TEXT START

What the hell is "breakfast"?

Jan 06, 2009 10:02

I always have the intent to write profound and awakening things in here, but it just always turns to bitching. I think this is a good thing actually, because it often saves me from bitching at Steven or Ben or Christian or calling poor sarahbear and bitching at her (which she does to me frequently, I don't mind, she's the only sister that calls me regularly anymore... but its not like I call them...)
Whatever outlet this is to me, at least it saves the people I love from HAVING to listen to me all the time. This way, if you get bored or pissed off or tired of hearing it you can just... leave. I wonder what the world would be like if we could just navigate away from things that upset, bore, and anger us. I don't know if anyone would be happy, because if you had a problem with a loved one and they didn't want to hear it, they'd never have to.
Ach, I sound exactly like a stoner.

TEXT END

## ACTIONS TO TAKE
1 - In the blog entry about venting, who does the writer call the only sister who still calls regularly?
2 - From the blog entry about venting, extract the stretch from "I always have" through "never have to.".
3 - Write what comes next in the blog entry about venting, continuing from its final line.
The items are not needed.

SUPPLIED INFORMATION START

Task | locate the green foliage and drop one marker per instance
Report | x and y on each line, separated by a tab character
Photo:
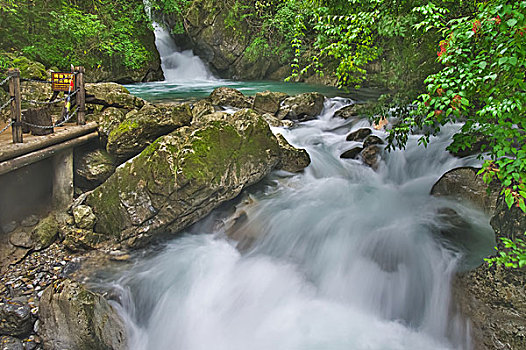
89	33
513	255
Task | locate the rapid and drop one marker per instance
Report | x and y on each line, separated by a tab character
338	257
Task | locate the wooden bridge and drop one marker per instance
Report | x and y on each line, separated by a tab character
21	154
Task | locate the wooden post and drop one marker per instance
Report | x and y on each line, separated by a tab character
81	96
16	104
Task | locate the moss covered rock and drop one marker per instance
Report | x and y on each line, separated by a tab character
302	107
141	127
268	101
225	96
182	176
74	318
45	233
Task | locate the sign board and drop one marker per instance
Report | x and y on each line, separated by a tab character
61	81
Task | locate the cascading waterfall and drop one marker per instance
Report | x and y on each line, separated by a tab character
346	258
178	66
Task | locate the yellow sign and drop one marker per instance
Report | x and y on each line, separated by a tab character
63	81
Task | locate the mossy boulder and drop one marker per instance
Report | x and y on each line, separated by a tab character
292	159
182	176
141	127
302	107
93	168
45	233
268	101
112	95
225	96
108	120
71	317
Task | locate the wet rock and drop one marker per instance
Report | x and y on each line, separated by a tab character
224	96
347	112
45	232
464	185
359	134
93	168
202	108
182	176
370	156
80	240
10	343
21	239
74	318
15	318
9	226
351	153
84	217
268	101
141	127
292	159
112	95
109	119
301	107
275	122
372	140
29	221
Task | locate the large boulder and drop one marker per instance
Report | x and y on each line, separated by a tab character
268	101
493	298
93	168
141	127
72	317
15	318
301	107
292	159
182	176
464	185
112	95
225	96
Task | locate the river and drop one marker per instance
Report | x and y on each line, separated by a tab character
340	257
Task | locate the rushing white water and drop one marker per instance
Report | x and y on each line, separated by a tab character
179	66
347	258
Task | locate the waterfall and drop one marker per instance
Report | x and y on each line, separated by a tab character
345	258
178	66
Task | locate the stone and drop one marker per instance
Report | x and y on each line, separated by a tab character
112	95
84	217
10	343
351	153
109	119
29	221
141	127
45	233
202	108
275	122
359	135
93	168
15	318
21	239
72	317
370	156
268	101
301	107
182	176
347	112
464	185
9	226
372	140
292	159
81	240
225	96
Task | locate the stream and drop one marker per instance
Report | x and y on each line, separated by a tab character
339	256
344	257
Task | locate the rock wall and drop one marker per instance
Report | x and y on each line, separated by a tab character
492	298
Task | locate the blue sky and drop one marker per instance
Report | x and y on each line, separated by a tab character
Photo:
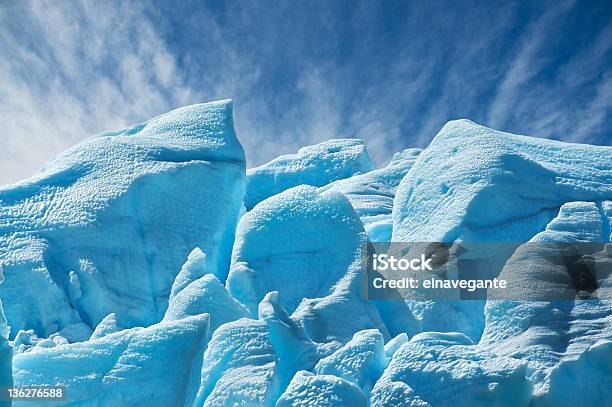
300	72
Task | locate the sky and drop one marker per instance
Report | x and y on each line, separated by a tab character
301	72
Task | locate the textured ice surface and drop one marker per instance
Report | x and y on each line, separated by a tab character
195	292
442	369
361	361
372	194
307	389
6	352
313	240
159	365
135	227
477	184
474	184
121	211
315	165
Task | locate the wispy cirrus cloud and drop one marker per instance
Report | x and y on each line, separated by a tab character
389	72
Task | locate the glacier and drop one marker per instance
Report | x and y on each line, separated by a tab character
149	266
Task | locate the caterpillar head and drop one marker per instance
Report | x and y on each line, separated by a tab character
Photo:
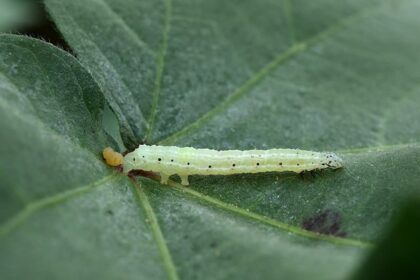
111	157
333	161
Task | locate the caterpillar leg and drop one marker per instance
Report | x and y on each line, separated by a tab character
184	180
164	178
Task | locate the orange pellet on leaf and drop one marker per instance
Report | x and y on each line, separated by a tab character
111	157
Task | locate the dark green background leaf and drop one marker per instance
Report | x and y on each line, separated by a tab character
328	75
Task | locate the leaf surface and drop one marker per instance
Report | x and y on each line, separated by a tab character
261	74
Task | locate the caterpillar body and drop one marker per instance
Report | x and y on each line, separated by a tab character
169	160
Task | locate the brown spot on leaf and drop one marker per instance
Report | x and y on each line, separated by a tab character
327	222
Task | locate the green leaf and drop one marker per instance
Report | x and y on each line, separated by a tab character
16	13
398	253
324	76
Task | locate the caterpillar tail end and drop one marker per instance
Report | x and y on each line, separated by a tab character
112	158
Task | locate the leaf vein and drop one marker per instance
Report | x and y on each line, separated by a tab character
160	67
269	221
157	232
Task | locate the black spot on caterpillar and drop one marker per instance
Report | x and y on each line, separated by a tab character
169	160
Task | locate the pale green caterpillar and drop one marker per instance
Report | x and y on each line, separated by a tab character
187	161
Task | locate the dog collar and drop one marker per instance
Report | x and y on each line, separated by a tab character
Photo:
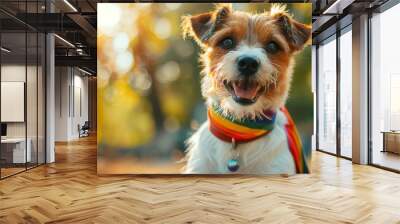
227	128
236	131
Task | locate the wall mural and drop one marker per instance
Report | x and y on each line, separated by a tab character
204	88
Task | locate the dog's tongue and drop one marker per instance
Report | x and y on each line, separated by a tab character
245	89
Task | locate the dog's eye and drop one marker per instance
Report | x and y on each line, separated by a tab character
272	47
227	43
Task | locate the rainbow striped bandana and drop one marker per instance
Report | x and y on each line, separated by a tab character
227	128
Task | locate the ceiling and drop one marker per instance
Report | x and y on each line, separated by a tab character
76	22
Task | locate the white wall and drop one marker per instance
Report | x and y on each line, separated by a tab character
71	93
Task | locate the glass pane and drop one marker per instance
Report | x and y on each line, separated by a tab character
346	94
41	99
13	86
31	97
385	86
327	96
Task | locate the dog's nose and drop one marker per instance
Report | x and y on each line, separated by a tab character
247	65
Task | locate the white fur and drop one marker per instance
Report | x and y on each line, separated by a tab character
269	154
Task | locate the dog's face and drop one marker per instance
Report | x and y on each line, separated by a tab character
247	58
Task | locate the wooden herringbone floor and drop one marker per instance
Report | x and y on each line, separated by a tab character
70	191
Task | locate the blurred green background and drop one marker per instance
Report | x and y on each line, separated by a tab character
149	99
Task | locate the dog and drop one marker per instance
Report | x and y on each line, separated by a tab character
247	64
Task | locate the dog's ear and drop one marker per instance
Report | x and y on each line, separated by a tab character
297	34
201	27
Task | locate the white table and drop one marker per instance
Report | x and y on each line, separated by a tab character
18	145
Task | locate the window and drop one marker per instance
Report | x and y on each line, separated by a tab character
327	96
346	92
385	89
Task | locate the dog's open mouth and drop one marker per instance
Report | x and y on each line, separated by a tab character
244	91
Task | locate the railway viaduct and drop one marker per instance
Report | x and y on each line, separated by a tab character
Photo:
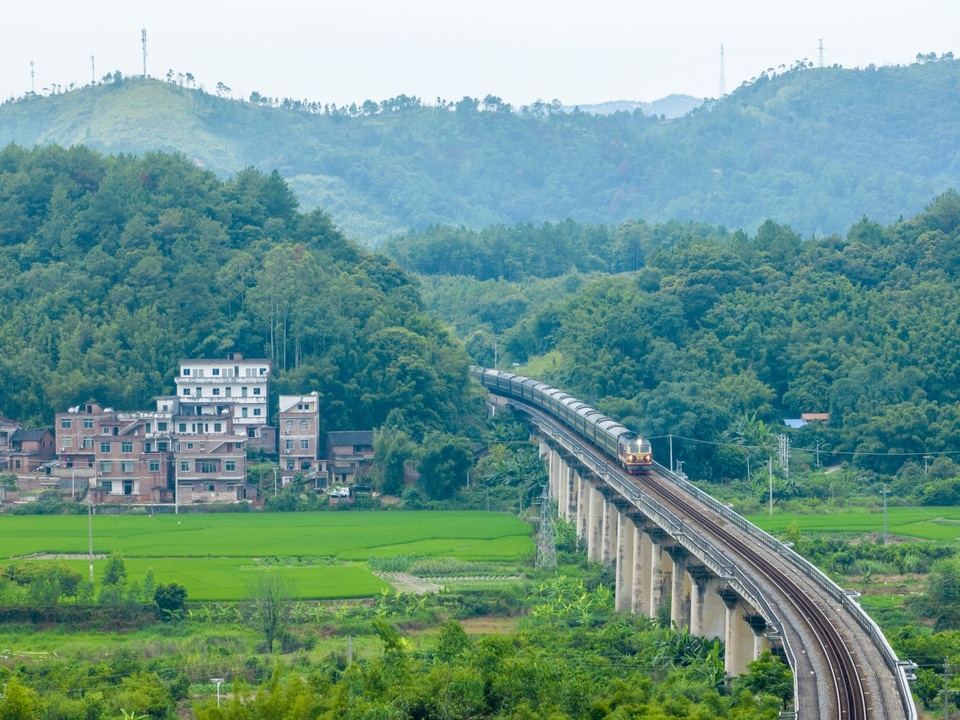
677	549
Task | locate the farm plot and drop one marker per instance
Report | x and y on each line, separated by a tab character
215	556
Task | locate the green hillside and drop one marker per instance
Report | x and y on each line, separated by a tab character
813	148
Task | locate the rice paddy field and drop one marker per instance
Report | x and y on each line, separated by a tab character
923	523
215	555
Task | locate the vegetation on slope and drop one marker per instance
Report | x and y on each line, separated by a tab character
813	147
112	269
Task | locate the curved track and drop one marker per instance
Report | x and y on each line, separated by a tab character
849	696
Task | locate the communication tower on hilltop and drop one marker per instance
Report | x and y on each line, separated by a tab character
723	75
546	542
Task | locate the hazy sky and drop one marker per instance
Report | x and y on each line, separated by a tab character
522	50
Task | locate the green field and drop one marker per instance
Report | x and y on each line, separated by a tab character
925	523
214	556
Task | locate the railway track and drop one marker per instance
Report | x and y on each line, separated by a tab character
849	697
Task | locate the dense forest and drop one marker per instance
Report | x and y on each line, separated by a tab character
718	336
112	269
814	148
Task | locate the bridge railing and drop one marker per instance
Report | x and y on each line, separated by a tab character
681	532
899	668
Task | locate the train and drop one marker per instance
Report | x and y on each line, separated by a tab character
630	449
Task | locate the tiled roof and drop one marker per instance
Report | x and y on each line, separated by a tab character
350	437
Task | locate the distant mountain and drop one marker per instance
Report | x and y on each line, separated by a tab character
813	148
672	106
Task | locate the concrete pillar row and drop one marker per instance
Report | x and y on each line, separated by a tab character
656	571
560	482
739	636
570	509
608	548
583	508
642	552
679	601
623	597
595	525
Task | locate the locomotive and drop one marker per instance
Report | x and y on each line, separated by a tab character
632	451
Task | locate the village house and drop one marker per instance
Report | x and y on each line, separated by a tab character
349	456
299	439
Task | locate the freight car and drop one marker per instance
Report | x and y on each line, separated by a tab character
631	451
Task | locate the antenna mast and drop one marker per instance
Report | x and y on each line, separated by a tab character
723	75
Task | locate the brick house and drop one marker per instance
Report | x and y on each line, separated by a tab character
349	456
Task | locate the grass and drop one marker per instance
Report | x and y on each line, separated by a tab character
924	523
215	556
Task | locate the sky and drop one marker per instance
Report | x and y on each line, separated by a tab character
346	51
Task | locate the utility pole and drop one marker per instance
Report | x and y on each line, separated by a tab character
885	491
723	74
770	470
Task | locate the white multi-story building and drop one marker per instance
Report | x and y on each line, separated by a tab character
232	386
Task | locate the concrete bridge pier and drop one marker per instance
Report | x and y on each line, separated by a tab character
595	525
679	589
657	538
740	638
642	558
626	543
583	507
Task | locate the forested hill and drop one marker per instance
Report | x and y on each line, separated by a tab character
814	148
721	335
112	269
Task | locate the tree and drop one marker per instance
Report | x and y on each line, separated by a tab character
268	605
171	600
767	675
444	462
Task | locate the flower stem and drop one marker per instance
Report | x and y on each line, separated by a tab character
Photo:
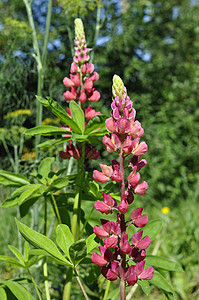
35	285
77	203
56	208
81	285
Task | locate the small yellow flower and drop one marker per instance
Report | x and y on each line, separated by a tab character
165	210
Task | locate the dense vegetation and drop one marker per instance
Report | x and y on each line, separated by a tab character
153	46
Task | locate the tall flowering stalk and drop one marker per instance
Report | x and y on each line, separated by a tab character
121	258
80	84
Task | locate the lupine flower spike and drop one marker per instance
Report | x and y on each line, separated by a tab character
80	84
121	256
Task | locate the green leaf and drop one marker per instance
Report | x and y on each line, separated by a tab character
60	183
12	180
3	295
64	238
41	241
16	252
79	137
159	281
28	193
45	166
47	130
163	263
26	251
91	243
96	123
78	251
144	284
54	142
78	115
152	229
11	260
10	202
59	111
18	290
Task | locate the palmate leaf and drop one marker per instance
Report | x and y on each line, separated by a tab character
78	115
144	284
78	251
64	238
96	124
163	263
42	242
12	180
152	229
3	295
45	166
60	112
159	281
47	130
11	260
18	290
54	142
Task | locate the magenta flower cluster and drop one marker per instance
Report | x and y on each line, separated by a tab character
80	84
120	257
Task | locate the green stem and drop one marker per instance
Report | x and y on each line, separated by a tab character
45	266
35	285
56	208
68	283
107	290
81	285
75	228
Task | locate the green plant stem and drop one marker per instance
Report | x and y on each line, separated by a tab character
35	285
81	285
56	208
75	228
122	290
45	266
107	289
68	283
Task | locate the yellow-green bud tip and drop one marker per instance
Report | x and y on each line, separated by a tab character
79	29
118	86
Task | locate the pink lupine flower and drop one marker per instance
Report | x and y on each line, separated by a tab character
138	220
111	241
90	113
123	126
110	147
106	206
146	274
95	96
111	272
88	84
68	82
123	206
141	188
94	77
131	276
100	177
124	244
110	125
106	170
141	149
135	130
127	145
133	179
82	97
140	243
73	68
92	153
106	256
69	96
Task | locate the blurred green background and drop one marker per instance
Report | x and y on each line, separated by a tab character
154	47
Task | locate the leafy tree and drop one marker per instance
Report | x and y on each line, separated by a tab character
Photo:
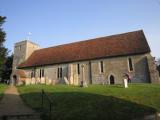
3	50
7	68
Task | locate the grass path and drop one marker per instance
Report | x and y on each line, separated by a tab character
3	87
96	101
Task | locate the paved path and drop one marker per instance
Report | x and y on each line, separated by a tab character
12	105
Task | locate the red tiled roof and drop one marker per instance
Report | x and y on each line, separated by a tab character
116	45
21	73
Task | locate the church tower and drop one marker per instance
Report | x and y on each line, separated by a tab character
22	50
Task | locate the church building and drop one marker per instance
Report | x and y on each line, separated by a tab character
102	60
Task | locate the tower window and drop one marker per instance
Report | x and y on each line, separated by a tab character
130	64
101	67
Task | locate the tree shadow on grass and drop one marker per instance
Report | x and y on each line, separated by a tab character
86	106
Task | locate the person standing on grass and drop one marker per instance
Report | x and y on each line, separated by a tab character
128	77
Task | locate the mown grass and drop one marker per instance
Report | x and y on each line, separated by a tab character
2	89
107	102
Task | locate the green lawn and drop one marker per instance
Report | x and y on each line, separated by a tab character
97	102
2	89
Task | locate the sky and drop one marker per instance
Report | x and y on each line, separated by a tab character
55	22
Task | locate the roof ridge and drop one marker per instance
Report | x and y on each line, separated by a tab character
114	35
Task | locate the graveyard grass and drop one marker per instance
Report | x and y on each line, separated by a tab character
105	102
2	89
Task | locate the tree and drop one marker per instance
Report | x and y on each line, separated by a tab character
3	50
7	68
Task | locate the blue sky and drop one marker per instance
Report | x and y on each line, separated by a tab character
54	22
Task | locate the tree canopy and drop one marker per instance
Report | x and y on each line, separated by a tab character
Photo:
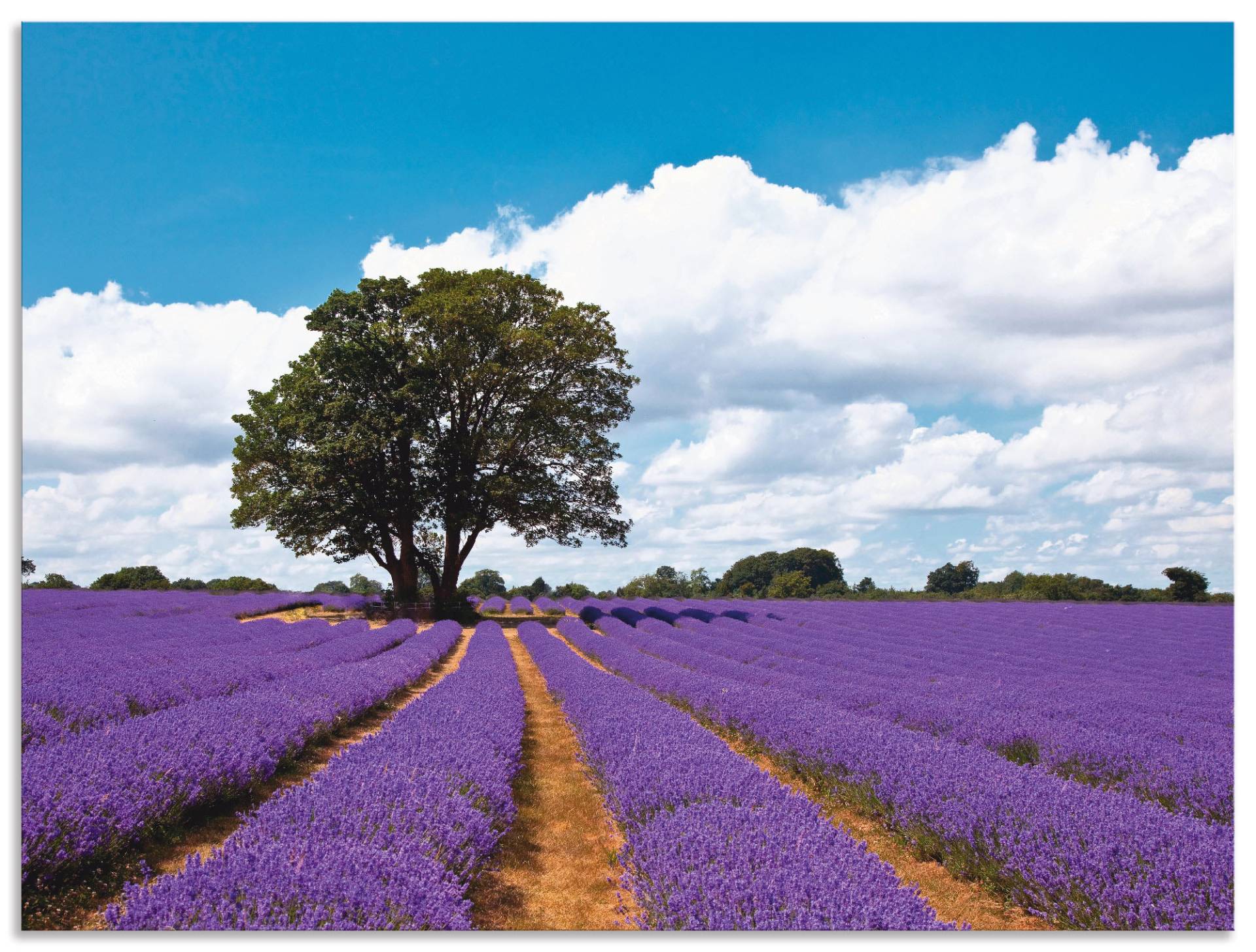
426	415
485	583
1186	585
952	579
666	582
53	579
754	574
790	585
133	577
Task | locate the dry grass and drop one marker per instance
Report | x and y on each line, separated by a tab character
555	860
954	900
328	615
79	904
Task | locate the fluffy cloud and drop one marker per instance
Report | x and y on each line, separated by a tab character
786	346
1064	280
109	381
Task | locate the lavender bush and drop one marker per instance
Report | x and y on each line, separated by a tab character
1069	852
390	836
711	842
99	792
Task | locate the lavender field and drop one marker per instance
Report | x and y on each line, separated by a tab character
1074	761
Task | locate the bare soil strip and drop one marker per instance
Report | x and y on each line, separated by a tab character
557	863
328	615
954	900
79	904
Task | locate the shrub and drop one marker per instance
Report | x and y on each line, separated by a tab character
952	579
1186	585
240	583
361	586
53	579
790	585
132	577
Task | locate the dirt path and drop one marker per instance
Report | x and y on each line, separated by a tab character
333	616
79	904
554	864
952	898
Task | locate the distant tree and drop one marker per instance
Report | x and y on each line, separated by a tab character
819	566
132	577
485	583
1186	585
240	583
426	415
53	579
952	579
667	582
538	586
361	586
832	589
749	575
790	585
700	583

SUPPLIED INFORMATION END

## RESULTS FOR EACH TASK
1 - sarahbear

2 -
I always have the intent to write profound and awakening things in here, but it just always turns to bitching. I think this is a good thing actually, because it often saves me from bitching at Steven or Ben or Christian or calling poor sarahbear and bitching at her (which she does to me frequently, I don't mind, she's the only sister that calls me regularly anymore... but its not like I call them...)
Whatever outlet this is to me, at least it saves the people I love from HAVING to listen to me all the time. This way, if you get bored or pissed off or tired of hearing it you can just... leave. I wonder what the world would be like if we could just navigate away from things that upset, bore, and anger us. I don't know if anyone would be happy, because if you had a problem with a loved one and they didn't want to hear it, they'd never have to.

3 -
This Christmas was really odd. Josiah came with Patti so everyone was there, which was awesome. I got sick on Christmas eve, so that was lame and made me really grumpy. Unfortunately, the stores were closed so I couldn't get any medicine to make me feel better. It was pretty miserable. Then Steven came and I became un-miserable. We had a boxing day party that turned out pretty damn good. I was busy, which was unfortunate, because I won't get over this cold forever now. Steven and I went down to portland last weekend for a night, so I got play santa for alissa.
So, okay. Still trying to get into this class, but now I have to go to a class tonight that I don't want after another class. And I am at work now. 13 hours on campus? I can do it. I think.